Reproduce the post on Digg and spam, starting with "Second, Alex Bosworth" and going on through "reduce manipulation and spam.", substituting "gaming" for "manipulation" throughout.

** Begin Excerpt to read **

Friday, September 08, 2006

Digg struggles with spam

There have been some interesting posts lately on how Digg is struggling with manipulation and spam.

First, Philipp Lenssen writes about "Digg vs. Groupthink" and the problems of "favoring a submission based on what ... friends favored."

Second, Alex Bosworth posts about "The Prisoner's Dilemma in Digg Story Promotion".

Third, Nick Carr focuses on an "Undiggnified" conflict in the Digg community over new rules intended to reduce manipulation and spam.

These problems with Digg were predictable. Getting to the top of Digg now guarantees a flood of traffic to the featured link. With that kind of reward on the table, people will fight to win placement by any means necessary.

It was not always this way. When Digg was just used by a small group of early adopters, there was little incentive to mess with the system. The gains from bad behavior were low, so everyone played nice.

Now that Digg is starting to attract a large mainstream audience, Digg will be fighting a long and probably losing battle against attempts to manipulate the system for personal gain.

** End Excerpt to read **
** Begin Data shown **

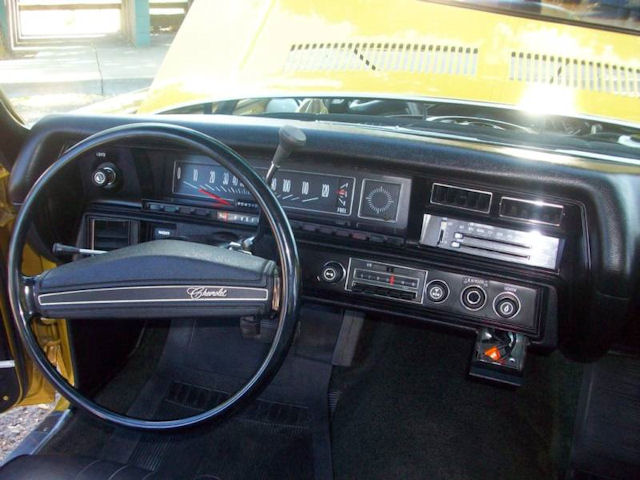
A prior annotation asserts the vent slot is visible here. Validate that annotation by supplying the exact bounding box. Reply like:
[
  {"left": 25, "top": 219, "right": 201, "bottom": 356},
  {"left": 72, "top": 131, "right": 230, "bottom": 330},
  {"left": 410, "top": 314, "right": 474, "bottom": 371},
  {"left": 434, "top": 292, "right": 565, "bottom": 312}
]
[
  {"left": 509, "top": 51, "right": 640, "bottom": 97},
  {"left": 284, "top": 42, "right": 478, "bottom": 76},
  {"left": 90, "top": 218, "right": 138, "bottom": 250},
  {"left": 500, "top": 197, "right": 564, "bottom": 226},
  {"left": 431, "top": 183, "right": 493, "bottom": 213}
]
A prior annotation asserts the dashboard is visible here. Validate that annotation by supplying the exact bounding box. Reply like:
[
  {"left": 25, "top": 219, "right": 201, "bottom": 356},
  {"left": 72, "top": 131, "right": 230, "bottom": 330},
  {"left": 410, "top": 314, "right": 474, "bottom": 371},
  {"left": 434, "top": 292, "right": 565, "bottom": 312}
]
[{"left": 10, "top": 116, "right": 640, "bottom": 358}]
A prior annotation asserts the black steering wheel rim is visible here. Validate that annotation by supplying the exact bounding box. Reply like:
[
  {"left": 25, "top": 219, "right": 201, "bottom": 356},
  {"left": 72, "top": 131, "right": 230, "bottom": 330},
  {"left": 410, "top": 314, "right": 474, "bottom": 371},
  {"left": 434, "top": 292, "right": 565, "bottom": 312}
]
[{"left": 7, "top": 123, "right": 300, "bottom": 431}]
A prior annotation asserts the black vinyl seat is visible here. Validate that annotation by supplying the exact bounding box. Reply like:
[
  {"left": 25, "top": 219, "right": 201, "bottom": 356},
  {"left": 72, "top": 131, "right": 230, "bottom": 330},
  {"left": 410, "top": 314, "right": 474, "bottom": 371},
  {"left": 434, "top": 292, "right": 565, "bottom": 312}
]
[{"left": 0, "top": 455, "right": 170, "bottom": 480}]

** End Data shown **

= Completed task =
Second, Alex Bosworth posts about "The Prisoner's Dilemma in Digg Story Promotion".

Third, Nick Carr focuses on an "Undiggnified" conflict in the Digg community over new rules intended to reduce gaming and spam.